Restate each record word for word, omitting whatever pictures it holds.

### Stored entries
+---+

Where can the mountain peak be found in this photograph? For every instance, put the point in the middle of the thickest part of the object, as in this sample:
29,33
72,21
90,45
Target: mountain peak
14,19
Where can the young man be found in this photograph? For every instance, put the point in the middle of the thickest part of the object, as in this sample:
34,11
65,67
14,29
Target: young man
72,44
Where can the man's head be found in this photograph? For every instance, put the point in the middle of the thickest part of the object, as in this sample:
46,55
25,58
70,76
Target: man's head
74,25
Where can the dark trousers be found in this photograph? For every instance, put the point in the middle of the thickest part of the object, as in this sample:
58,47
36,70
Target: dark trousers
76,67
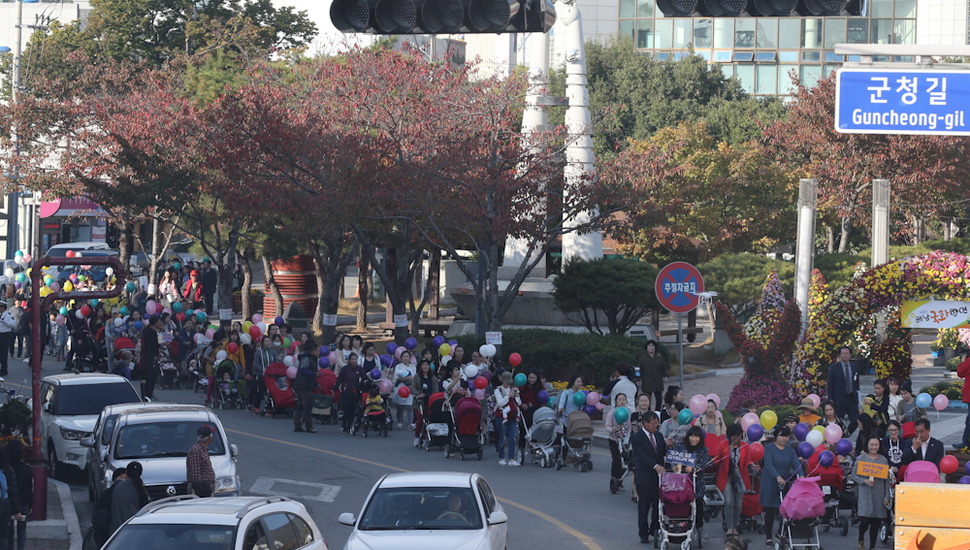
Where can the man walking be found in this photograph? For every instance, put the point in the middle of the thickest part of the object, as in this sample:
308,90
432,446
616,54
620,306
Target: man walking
843,387
7,327
199,474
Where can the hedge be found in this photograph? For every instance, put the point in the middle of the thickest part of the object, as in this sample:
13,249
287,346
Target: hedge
560,355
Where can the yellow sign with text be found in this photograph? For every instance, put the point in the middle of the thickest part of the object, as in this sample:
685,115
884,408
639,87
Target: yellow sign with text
871,469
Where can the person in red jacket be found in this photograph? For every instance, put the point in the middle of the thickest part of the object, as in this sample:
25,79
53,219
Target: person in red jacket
963,371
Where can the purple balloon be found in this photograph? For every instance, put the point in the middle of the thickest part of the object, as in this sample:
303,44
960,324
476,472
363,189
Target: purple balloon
805,450
844,447
755,431
826,458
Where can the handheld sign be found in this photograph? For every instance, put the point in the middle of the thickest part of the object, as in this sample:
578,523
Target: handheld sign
872,470
680,457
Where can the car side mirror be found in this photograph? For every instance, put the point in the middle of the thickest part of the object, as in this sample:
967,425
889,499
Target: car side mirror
497,518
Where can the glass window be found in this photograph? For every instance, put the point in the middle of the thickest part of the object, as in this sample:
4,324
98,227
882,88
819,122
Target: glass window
882,31
645,33
682,32
724,32
904,32
703,33
906,8
628,9
767,82
811,33
834,32
645,8
745,74
788,32
811,74
744,33
664,29
858,31
767,32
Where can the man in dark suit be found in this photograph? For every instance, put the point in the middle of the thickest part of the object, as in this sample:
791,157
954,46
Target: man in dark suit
650,449
842,385
924,447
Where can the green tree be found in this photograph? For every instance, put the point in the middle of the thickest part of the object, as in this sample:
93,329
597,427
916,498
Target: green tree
621,291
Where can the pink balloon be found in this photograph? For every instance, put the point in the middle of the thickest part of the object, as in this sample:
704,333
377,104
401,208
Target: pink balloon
749,420
698,404
715,398
833,433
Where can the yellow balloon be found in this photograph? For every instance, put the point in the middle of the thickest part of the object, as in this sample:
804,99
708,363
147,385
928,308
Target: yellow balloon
768,420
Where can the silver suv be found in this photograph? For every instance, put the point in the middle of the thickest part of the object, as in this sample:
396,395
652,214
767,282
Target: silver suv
159,436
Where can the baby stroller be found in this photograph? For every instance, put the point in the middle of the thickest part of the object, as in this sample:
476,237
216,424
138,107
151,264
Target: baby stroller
280,399
677,510
228,393
577,442
436,431
801,510
467,437
540,438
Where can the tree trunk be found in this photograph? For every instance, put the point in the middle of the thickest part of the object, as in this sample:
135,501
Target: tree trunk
271,284
363,291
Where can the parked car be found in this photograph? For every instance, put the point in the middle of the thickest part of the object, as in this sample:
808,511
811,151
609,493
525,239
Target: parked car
239,523
159,435
70,405
420,510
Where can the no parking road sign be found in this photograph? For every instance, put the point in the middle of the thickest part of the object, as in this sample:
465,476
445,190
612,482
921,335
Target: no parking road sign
678,285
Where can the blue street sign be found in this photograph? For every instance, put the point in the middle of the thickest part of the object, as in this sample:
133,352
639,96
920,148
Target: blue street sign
896,101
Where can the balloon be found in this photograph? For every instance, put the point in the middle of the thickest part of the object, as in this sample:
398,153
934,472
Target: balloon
769,419
747,420
755,432
715,398
579,399
949,464
826,458
832,433
805,449
698,404
923,400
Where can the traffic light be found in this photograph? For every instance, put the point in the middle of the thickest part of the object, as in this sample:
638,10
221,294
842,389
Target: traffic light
442,16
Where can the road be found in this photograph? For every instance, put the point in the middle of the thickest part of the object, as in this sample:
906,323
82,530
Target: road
331,473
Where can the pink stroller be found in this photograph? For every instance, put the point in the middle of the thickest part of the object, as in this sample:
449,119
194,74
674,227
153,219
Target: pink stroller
677,511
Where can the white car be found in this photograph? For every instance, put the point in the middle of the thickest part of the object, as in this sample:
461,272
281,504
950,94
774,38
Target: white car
237,523
70,406
429,510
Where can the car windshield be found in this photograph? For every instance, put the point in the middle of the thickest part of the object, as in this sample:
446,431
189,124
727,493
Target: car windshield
421,508
92,398
163,439
181,537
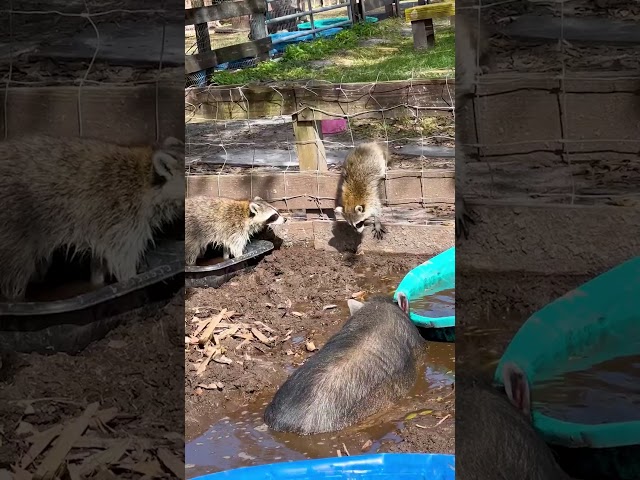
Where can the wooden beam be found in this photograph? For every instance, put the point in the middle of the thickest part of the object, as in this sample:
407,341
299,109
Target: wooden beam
549,239
125,114
307,190
309,145
223,11
323,101
203,61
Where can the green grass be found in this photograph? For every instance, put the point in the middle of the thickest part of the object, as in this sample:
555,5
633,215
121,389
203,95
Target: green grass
396,59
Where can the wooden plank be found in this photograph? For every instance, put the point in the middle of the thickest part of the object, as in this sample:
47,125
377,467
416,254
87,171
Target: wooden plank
223,11
549,239
124,114
203,61
322,101
410,239
306,190
309,145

+---+

### Written reply
Where can the mountain peak be found in this photograph? For every instance, put the point in the middle of the thickest part of the object, as in this sample:
29,33
72,21
90,45
Target: mountain peak
14,19
Where can the young man be found in this photograph? For every instance, put the point in the middle of the thickest part of the object, as in this sample:
34,11
65,67
14,29
Target: young man
72,44
Where can the man's head be found in this photograph? For every instance, put the point in the middle of the thickest part of the object, as in this sample:
46,55
25,58
70,76
Target: man's head
74,25
Where can the dark trousers be found in this photograph? For every instance, put the point in the middle of the thickest part of the object, as in this sample:
58,47
36,70
Target: dark trousers
76,67
Where can the man walking be found in this photograph? For every instance, put the point in the middle of the thickest part of the object, as in this sample:
308,90
432,446
616,54
620,306
Target: man walking
843,387
7,327
199,474
Where can the hedge be found in this photograph? For every instance, put the point in the middle of the thickest part of the object, as in this sample:
13,249
287,346
Target: hedge
560,355
Where can the yellow sign with text be found in this photograph? For every instance, put the point in the middle of the thickest part of the object, as in this sample:
685,115
884,408
639,87
Target: yellow sign with text
871,469
Where can the person in red jacket be found in this photograph? For every instance, put the point in the middle of the thickest part of the object, as in this sample:
25,79
53,219
Target: person in red jacket
963,371
Where can the purple balloon be found in this photograph? For every instance, put the point in the middle of the thickest part of the object, as in this sample:
303,44
960,324
476,472
363,189
Target: purple balloon
805,450
844,447
755,431
826,458
Where can the handheld sign be found in this photograph? For every instance, put the point in the middle of the thickest part of the object, as in this sample:
578,523
Target: handheld sign
872,470
680,457
Where can the car side mirror be found in this photograph? For every instance, put the point in the middle of the thickest part of the object, as in this sample:
967,425
889,499
Target: car side mirror
497,518
Where can the glass window be found in this photograph? For every instance, put the point in the middle of the thickest part of the object, as in this sample:
4,324
98,227
882,88
819,122
Target: glass window
882,31
645,33
682,32
724,32
904,32
703,33
906,8
628,9
767,82
811,33
834,32
645,8
745,74
788,32
811,74
744,33
664,29
858,31
767,32
Where can the man in dark suit be found in this photograph? For every instance, put the point in the middle of the thickest part of the object, as in this sample:
791,157
954,46
Target: man in dark suit
650,449
842,385
924,447
Where can the green tree be found in this photograph? For every instance, put the point in the middle of the thickest part of the object, as in this sample:
93,329
597,427
916,498
Target: green tree
621,291
Where can the pink balloon be found in this photograph? For every instance, put the point in the middle of the thickest part of the object, as in this sample:
704,333
377,104
401,208
Target: pink balloon
749,420
698,404
715,398
833,433
Where can the yellow balloon be found in this photograph? For every instance, put the point in the middle of the thickest part of the object, as in this sample:
804,99
708,363
147,385
928,308
Target: yellow balloon
768,420
Where can the silver suv be found in this photograph? For every instance, put the point in the middle of the thickest part of the object, as in this sample:
396,395
652,214
767,282
Target: silver suv
159,436
Where can the baby stroller be found in this photograph? For every instance, put the point in the middle of the thickest part of the object, as in this sample:
476,237
216,424
138,107
151,264
Target: baby stroller
280,399
677,510
228,393
577,442
436,431
801,510
467,437
540,438
Where can the tree trunk be found in this photograph? For every instance, put the point in the middle of the thickest part of the object, as in this sample:
135,501
Target: tree trunk
271,284
363,291
Where can the parked car be found in this photograph? For every instance, put the point in the middle of the thickest part of the object, as in this sample:
808,511
811,151
609,493
525,239
Target: parked car
239,523
159,435
70,405
420,510
Where can the no parking road sign be found in this photograph? For every instance, put the point in the middle of the thickest part of the object, as in this sample:
465,476
445,190
612,482
921,335
Target: no parking road sign
678,285
Where can the blue street sign be found in this photograph? For every instance, put the point in the middle of the thickest part of the object, as in this sample:
133,352
639,96
920,148
Target: blue street sign
896,101
Where can the balloon be found in this photograph? For every instance, put the point in the middle of the thickest part of the object, as in this sample:
398,153
934,472
Target: balloon
769,419
747,420
755,432
715,398
579,399
949,464
826,458
832,433
805,449
698,404
923,400
Where can the traffic light be found in this photograph? For every instance, put the point in the middle of the thickest part of the object, as in this sample:
638,10
221,294
842,389
Target: traffic light
442,16
Where can the road be found in this photograph? For every instance, put the point in the middle of the thickest part of the object, as in this sample:
906,323
82,530
Target: road
331,473
Where can the pink stroller be found in this photograph? For every instance, put the point in the middle of the thickest part of the object, as in this sample:
449,119
194,74
674,227
153,219
Target: pink stroller
677,511
Where can the white car be found in this photograph? For every instance, put the point in the middle of the thickest part of the object, as in this sample:
461,272
281,504
950,94
774,38
Target: white car
237,523
70,406
429,510
Where can the car windshield be found in this photograph? For every instance, put the point in the middle of the thickest part of the object, as in this sample:
446,431
189,124
727,493
Target: car windshield
421,508
92,398
163,439
181,537
Where can the wooden beam be found in this photograph? For every instance, put the point in the middle of the thickest part of the object, as in this sample:
407,341
299,109
Target: wooden beam
549,239
125,114
307,190
309,145
223,11
323,101
203,61
Where can the green grass be found in this photograph? For every instance, put the point in the middle of the thickest part of the object, as in this sample:
555,5
633,215
121,389
203,95
Target: green grass
396,59
Where can the wooden plank be found in this photograph? For every instance, put the point in the middle of the thickest part of the object, as in this sample:
47,125
377,467
416,254
87,171
Target: wooden plank
223,11
549,239
124,114
203,61
322,101
410,239
306,190
309,145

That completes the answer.